- [Stated exercise] In the data, from the line with "the white t-shirt" through the line with "the black pants", switch "single point" to "single marker" and reproduce only those lines, leaving everything else as it is.

____ Data

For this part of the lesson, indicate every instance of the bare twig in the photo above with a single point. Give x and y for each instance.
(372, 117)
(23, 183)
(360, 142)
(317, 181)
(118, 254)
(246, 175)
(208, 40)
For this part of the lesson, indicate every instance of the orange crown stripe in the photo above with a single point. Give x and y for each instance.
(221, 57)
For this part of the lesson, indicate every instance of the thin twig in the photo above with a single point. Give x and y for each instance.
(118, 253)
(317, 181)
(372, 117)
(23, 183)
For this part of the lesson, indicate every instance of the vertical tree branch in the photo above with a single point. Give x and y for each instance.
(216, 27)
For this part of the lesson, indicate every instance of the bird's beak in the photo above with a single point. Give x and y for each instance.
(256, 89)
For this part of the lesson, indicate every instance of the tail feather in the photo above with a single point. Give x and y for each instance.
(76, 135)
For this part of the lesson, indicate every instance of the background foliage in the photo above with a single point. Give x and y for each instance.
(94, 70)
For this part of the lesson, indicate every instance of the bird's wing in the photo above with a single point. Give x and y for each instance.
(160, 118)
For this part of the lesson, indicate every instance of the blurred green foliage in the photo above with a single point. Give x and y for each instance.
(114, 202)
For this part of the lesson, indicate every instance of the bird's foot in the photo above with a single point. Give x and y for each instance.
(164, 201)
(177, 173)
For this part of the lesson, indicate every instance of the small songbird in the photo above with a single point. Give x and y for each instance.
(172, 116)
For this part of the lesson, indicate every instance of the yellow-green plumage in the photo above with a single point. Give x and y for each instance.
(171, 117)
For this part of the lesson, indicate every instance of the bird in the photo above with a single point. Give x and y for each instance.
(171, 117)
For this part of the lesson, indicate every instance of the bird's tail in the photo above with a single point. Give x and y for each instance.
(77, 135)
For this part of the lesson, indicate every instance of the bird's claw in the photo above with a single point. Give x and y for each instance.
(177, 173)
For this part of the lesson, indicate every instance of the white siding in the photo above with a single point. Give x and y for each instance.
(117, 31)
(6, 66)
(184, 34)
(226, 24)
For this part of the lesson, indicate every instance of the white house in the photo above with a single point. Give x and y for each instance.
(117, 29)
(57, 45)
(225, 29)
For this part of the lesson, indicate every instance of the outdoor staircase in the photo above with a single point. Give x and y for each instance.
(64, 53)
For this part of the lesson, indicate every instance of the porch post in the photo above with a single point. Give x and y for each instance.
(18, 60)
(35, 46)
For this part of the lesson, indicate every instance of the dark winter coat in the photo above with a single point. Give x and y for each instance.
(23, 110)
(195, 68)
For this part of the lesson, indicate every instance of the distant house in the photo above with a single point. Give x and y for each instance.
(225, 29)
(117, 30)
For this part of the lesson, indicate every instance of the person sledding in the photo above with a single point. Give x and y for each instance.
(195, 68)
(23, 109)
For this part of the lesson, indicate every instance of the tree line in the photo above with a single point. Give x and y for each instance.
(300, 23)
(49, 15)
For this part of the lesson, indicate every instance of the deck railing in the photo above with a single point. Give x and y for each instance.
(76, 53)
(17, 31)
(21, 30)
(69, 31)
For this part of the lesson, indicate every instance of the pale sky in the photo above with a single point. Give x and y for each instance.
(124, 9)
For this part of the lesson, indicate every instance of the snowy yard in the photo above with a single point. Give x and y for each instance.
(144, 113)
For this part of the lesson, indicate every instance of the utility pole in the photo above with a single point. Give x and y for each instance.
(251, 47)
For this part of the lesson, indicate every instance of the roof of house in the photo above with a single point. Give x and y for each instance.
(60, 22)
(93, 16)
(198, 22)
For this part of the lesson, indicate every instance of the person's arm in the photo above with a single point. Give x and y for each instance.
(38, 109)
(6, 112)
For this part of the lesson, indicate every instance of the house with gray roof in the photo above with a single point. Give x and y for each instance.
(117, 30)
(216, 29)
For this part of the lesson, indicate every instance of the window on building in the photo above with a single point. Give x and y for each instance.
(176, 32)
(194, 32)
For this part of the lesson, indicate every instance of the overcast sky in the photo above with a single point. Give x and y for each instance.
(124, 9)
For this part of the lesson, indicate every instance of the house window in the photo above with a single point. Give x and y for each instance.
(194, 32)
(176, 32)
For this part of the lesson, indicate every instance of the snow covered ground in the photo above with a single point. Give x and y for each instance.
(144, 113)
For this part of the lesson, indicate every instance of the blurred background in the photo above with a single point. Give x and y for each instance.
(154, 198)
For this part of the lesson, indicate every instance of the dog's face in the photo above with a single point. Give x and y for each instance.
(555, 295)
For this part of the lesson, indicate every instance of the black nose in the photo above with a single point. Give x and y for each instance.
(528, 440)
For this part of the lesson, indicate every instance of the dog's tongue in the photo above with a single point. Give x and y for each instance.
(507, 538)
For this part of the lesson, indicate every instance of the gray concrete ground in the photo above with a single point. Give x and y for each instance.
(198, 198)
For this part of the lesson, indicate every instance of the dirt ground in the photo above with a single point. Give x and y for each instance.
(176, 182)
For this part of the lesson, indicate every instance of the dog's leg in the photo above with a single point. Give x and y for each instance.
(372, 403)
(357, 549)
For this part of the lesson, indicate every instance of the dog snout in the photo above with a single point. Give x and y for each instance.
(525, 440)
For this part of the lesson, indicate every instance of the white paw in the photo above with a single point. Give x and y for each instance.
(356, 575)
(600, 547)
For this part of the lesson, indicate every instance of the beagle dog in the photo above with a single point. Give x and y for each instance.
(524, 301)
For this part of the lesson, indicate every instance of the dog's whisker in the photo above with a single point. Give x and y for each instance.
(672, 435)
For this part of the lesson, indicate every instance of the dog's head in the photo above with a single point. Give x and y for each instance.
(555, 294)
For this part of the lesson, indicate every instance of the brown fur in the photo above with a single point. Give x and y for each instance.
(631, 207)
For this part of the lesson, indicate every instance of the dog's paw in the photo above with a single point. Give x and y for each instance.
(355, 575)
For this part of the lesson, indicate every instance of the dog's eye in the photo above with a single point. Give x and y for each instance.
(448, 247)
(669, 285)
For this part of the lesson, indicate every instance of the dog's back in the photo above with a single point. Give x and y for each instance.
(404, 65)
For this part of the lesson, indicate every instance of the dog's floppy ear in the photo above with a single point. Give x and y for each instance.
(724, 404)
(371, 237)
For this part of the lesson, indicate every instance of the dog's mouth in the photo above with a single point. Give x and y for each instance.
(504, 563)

________
____ Data

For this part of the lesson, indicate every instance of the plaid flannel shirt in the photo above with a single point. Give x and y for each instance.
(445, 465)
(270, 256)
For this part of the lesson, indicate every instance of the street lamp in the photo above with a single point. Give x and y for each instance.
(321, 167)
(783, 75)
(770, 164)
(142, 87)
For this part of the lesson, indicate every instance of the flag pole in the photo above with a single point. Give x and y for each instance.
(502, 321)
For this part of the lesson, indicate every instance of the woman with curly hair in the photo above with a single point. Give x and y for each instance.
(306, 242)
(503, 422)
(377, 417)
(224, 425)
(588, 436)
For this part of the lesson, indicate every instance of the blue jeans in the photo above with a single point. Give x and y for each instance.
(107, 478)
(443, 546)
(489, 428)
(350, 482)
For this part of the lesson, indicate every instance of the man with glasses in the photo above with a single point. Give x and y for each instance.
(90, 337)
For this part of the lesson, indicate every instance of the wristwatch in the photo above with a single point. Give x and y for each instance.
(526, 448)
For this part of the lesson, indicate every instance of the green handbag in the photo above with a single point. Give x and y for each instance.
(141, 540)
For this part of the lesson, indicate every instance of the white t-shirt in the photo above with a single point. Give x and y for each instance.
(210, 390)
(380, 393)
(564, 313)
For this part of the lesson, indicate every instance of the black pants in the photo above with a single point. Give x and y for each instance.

________
____ Data

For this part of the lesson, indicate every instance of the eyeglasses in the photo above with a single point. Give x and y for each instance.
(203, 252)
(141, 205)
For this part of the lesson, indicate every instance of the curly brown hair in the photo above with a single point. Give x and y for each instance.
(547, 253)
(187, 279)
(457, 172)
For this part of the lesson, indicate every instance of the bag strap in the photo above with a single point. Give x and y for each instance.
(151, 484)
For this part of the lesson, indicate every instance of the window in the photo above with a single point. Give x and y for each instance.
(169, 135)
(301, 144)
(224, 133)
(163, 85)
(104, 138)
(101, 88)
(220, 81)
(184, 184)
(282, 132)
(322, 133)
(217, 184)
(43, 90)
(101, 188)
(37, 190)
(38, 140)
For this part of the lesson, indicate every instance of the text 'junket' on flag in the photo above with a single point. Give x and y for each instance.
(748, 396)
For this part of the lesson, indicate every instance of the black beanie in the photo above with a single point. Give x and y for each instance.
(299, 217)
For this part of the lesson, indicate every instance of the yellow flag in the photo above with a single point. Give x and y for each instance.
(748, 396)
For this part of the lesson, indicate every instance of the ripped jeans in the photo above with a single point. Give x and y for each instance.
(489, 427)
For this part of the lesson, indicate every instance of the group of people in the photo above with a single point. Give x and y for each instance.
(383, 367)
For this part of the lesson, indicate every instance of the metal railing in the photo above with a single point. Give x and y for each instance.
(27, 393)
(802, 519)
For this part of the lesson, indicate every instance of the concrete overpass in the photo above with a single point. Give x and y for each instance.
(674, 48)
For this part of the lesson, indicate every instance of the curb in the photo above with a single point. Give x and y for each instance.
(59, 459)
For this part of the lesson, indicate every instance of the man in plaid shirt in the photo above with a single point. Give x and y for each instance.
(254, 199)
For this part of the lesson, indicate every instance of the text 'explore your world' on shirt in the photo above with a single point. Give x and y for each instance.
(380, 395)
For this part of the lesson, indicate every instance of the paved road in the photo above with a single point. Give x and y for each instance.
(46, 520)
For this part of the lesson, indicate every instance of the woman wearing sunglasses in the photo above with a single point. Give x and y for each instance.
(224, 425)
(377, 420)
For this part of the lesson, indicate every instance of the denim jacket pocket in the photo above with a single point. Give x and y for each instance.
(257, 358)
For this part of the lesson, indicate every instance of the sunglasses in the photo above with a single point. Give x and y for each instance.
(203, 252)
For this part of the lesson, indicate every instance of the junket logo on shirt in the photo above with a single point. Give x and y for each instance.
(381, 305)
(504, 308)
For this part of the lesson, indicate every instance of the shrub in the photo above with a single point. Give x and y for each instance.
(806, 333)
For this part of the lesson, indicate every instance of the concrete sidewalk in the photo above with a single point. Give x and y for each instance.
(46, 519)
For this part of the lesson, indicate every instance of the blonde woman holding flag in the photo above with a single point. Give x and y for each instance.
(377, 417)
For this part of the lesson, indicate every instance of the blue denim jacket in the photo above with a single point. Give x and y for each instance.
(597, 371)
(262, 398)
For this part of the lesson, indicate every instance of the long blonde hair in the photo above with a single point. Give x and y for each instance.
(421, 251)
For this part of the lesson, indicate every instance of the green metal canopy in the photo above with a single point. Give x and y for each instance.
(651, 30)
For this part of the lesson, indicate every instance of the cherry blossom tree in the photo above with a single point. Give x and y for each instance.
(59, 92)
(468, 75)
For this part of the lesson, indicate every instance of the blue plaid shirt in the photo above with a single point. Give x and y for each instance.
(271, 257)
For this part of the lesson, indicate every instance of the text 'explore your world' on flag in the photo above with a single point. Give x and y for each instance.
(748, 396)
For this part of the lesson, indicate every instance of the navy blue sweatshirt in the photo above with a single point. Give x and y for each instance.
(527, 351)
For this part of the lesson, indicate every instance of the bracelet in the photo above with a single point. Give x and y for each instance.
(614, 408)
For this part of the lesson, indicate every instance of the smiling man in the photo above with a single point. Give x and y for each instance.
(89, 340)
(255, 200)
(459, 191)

________

- [Finished exercise]
For this part of the lesson, indicate every instance of the white t-shirt in the photo above with a single marker. Give x and y for each instance.
(210, 390)
(380, 393)
(564, 313)
For this part of the lesson, indicate every instance of the black pants in the photo above with a single marker. Give x and y for each instance.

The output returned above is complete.